Passage extrait:

►

Chroniques (Buies)/Tome II/L’hiver en pleurs

Typographie C Darveau (2p. 14-20).

L’HIVER EN PLEURS.


(Au propriétaire du National.)



Une pluie battante depuis deux jours, et c’est le 23 janvier ! Ô Canada de nos pères ! où es-tu ? Neiges éternelles, n’êtes-vous donc aussi qu’un mensonge ?

On dit qu’il pleut tant aujourd’hui parcequ’il n’est presque pas tombé de pluie l’automne dernier, et qu’il faut que le seau d’eau céleste se vide comme le sac de neige, un peu plus tôt, un peu plus tard. Belle consolation, vraiment ! Et pourquoi n’a-t-il pas plu l’automne dernier ? Qui l’empêchait ? Qui objectait ? Ce n’est pas vous, certes, qui ne vous mêlez absolument que de politique, ni moi qui ai décidé de ne plus faire que de la littérature, et cela au moment où mes amis vont devenir omnipotents, tellement omnipotents qu’ils nous donneront un parlement inouï, un parlement sans opposition.

Ce n’était pas la peine en vérité de tant ménager la pluie durant l’automne, s’il faut que nous payions ces quelques beaux jours déplacés par des rhumatismes, des catarrhes et des bronchites qui ne nous lâcheront plus jusqu’au tombeau. Pas de pluie l’automne dernier ! les canadiens étaient ravis : « Quel beau temps ! » se disaient-ils avec reconnaissance, et ils remerciaient le ciel. Oui, mais ce beau temps amenait les glaces et fermait les rivières à la navigation quinze jours plus tôt que d’habitude. Ensuite, deux ou trois bordées de neige coup sur coup, qui ont enseveli la campagne et noyé la ville, puis plus rien. On demande de la neige en suppliant depuis cinq semaines ; pas d’affaires. Le ciel n’a pas de sac cette année ; il l’a tout vidé l’année dernière, mais en revanche il ouvre ses cataractes. Au lieu d’être gêlés, nous sommes trempés : l’été prochain, il neigera tout le mois d’août et l’équilibre sera rétabli ; voilà comment il faut raisonner.

◄

Consignes:
1. Selon l'extrait, avec combien d'avance sur l'habitude les rivières ont-elles été fermées à la navigation ?
2. Dans l'extrait, condensez s'il vous plaît sous forme de liste le paragraphe qui commence par « Ce n'était pas la peine en vérité », en gardant ses faits principaux.

Items présentés:

►

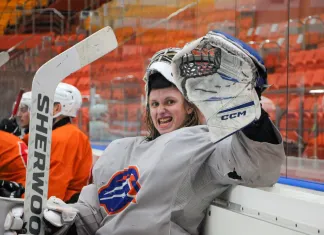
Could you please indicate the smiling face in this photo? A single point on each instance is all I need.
(168, 109)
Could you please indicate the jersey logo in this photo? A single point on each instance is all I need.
(23, 151)
(120, 191)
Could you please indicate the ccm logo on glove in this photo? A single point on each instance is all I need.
(233, 115)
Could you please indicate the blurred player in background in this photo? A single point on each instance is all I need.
(13, 157)
(71, 153)
(163, 183)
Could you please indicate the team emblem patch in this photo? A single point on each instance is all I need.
(120, 190)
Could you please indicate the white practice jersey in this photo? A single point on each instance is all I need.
(164, 186)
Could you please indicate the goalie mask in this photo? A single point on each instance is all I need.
(70, 99)
(26, 100)
(160, 63)
(222, 76)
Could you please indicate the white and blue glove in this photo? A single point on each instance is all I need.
(224, 78)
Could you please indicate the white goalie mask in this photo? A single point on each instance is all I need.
(160, 63)
(70, 99)
(26, 100)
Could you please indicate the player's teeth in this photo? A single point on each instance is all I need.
(164, 120)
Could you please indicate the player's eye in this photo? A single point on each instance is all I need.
(154, 104)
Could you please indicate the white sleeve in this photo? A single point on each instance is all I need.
(240, 160)
(89, 217)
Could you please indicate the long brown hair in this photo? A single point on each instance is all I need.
(157, 81)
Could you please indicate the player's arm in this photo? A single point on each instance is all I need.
(251, 157)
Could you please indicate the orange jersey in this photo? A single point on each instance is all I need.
(71, 161)
(13, 158)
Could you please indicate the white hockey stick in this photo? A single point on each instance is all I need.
(43, 88)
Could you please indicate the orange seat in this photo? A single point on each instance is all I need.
(318, 78)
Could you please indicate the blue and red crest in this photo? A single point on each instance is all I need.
(120, 191)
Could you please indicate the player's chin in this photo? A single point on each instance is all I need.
(166, 129)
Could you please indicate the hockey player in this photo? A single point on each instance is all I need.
(71, 153)
(13, 156)
(163, 184)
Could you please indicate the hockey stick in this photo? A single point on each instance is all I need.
(18, 99)
(43, 88)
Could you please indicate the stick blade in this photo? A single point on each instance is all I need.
(4, 57)
(44, 85)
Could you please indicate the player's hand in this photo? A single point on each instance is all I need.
(11, 189)
(10, 126)
(58, 216)
(14, 223)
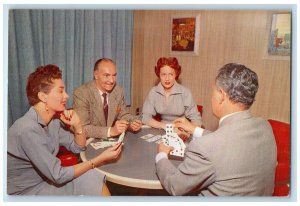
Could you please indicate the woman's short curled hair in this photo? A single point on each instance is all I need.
(171, 62)
(41, 80)
(239, 83)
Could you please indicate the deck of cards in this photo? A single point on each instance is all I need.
(135, 117)
(107, 143)
(171, 139)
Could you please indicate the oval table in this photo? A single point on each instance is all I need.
(136, 165)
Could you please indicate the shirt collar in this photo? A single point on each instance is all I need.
(228, 115)
(174, 90)
(35, 116)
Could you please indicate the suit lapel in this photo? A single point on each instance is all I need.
(112, 107)
(98, 107)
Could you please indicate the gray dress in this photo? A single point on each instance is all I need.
(32, 165)
(180, 104)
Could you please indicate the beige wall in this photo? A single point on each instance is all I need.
(225, 36)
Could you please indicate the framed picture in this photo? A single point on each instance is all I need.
(279, 41)
(185, 35)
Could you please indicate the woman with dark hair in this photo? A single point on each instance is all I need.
(34, 140)
(169, 99)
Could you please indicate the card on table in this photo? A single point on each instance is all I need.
(153, 139)
(147, 136)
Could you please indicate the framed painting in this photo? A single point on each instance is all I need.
(279, 41)
(185, 35)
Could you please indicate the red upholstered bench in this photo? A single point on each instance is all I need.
(281, 132)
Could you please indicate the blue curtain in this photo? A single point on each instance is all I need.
(70, 39)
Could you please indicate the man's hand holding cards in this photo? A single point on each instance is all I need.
(108, 143)
(135, 123)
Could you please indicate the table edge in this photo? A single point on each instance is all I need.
(131, 182)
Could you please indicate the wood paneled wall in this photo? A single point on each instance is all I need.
(225, 36)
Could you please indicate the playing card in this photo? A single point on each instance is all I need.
(147, 136)
(159, 141)
(121, 137)
(98, 145)
(169, 129)
(155, 138)
(173, 140)
(136, 117)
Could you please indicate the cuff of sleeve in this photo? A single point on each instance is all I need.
(108, 132)
(160, 156)
(198, 132)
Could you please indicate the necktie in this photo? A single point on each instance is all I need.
(105, 106)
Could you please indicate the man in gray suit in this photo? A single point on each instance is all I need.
(100, 104)
(239, 158)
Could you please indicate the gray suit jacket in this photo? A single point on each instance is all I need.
(88, 105)
(239, 158)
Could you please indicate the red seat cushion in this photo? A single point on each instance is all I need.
(282, 172)
(281, 132)
(281, 190)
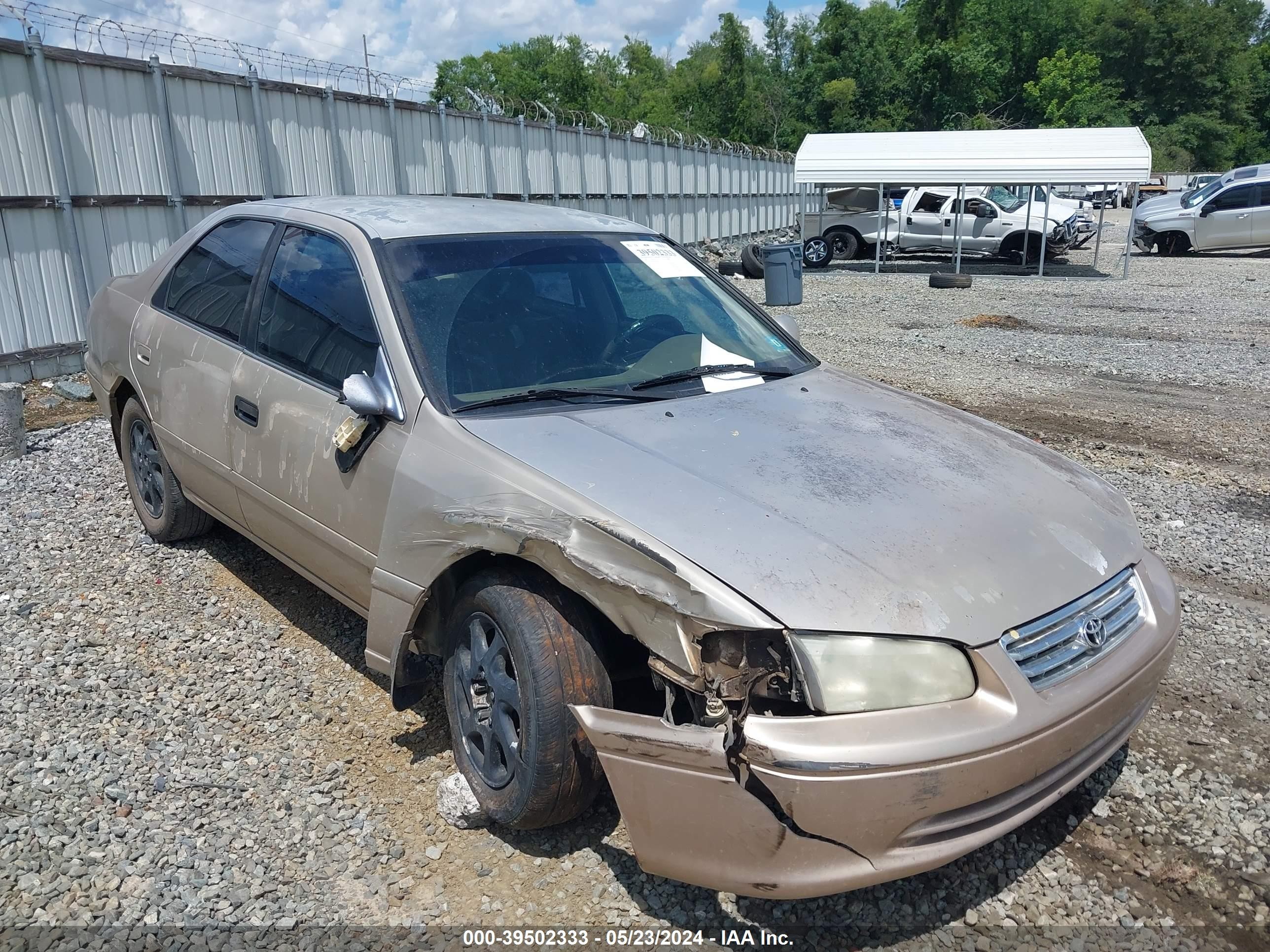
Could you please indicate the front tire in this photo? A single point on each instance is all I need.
(520, 651)
(817, 253)
(157, 495)
(752, 261)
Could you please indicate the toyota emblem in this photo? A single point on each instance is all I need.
(1095, 633)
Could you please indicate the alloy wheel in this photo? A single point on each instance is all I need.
(146, 468)
(490, 701)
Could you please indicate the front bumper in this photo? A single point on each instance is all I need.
(808, 807)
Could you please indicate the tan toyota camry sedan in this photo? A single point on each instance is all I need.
(816, 633)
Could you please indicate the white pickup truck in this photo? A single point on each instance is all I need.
(995, 223)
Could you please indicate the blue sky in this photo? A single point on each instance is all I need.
(411, 36)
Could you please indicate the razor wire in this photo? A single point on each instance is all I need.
(108, 36)
(105, 34)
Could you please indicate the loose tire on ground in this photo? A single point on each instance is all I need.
(816, 253)
(940, 280)
(752, 261)
(157, 494)
(520, 650)
(845, 245)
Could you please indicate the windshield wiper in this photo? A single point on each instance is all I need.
(530, 397)
(708, 371)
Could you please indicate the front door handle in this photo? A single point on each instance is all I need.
(247, 411)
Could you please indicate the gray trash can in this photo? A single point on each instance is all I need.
(783, 274)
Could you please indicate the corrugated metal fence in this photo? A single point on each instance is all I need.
(106, 160)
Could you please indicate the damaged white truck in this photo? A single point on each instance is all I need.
(995, 221)
(816, 633)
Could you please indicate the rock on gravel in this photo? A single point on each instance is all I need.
(457, 804)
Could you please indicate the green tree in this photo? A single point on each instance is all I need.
(1070, 91)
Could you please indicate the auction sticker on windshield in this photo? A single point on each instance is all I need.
(663, 259)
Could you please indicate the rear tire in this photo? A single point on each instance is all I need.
(939, 280)
(520, 650)
(157, 494)
(845, 245)
(752, 261)
(816, 253)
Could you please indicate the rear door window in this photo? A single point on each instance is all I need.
(316, 318)
(210, 286)
(1238, 197)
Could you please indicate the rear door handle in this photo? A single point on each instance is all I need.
(247, 411)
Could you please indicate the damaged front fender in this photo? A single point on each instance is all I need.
(481, 501)
(690, 816)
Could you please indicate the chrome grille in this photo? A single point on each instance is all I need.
(1066, 642)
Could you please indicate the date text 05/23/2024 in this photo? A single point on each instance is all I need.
(625, 938)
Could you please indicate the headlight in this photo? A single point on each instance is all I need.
(851, 673)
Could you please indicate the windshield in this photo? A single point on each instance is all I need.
(1005, 199)
(495, 315)
(1199, 196)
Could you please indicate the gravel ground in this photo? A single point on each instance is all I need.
(190, 741)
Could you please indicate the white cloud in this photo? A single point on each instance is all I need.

◄

Réponses par consigne:
1. Quinze jours plus tôt que d'habitude.

2.
- L'automne dernier, il n'a pas plu, et les Canadiens, ravis du beau temps, en remerciaient le ciel.
- Ce beau temps a amené les glaces et fermé les rivières à la navigation quinze jours plus tôt que d'habitude.
- Deux ou trois bordées de neige ont ensuite enseveli la campagne et noyé la ville, puis plus rien n'est tombé.
- Depuis cinq semaines, on réclame en vain de la neige, et le ciel, qui a vidé son sac l'année dernière, ouvre à la place ses cataractes.
- Ces quelques beaux jours se paient en rhumatismes, catarrhes et bronchites.
- Au lieu d'être gelés, on est trempés, et selon le raisonnement proposé, il neigera tout le mois d'août prochain pour rétablir l'équilibre.